▶ [About this task]:
Please give the number of lines in the records below that include "bird", with no other output.

^^^^

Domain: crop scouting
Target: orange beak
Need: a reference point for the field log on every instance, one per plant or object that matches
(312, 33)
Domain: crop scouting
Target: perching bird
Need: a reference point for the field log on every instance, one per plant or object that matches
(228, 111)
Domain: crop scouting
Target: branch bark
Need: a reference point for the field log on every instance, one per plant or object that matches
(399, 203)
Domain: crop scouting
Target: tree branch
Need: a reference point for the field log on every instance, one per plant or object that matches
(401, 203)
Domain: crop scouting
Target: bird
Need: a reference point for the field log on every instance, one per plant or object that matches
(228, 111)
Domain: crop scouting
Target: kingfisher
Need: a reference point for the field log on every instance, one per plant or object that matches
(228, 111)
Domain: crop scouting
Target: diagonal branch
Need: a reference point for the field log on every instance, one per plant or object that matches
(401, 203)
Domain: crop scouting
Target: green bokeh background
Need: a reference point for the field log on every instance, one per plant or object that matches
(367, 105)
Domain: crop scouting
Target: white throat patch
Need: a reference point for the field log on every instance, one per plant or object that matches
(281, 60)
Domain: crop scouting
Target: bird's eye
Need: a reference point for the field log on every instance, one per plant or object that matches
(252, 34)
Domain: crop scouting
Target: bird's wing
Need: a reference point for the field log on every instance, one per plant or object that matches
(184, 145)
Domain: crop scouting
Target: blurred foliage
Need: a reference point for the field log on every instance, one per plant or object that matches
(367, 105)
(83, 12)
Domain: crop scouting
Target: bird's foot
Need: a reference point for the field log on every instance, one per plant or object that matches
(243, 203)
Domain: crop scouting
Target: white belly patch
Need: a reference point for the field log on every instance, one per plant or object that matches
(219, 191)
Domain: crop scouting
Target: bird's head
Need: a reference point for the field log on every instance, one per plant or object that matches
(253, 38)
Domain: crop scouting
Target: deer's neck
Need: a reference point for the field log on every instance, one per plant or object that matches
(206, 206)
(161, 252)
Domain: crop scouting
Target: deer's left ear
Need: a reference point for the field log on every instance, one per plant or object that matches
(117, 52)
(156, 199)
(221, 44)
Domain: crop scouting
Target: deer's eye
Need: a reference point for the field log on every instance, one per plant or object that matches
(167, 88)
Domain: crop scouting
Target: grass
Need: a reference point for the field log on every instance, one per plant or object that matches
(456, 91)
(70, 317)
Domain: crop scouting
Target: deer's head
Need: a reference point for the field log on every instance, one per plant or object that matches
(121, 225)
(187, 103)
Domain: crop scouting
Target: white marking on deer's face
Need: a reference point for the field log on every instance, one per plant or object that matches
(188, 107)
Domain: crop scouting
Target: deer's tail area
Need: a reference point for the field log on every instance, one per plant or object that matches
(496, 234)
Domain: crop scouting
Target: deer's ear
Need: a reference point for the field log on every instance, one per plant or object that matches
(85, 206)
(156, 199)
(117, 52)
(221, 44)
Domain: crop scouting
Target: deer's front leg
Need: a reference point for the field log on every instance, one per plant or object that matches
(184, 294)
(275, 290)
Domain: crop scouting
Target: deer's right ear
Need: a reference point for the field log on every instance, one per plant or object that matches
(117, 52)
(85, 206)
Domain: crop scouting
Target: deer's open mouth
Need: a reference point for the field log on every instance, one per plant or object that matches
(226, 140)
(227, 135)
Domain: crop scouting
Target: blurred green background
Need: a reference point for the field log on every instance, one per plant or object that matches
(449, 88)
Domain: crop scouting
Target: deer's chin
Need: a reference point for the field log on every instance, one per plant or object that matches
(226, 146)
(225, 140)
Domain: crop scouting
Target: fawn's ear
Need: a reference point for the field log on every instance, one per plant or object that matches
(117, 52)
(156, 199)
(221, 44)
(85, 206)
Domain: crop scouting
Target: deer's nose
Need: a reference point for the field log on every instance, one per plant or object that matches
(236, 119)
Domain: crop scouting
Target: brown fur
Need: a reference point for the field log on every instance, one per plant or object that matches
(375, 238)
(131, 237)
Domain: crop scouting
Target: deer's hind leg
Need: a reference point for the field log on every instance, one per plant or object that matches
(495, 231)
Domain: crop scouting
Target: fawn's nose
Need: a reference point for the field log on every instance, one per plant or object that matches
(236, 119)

^^^^

▶ [Written response]:
6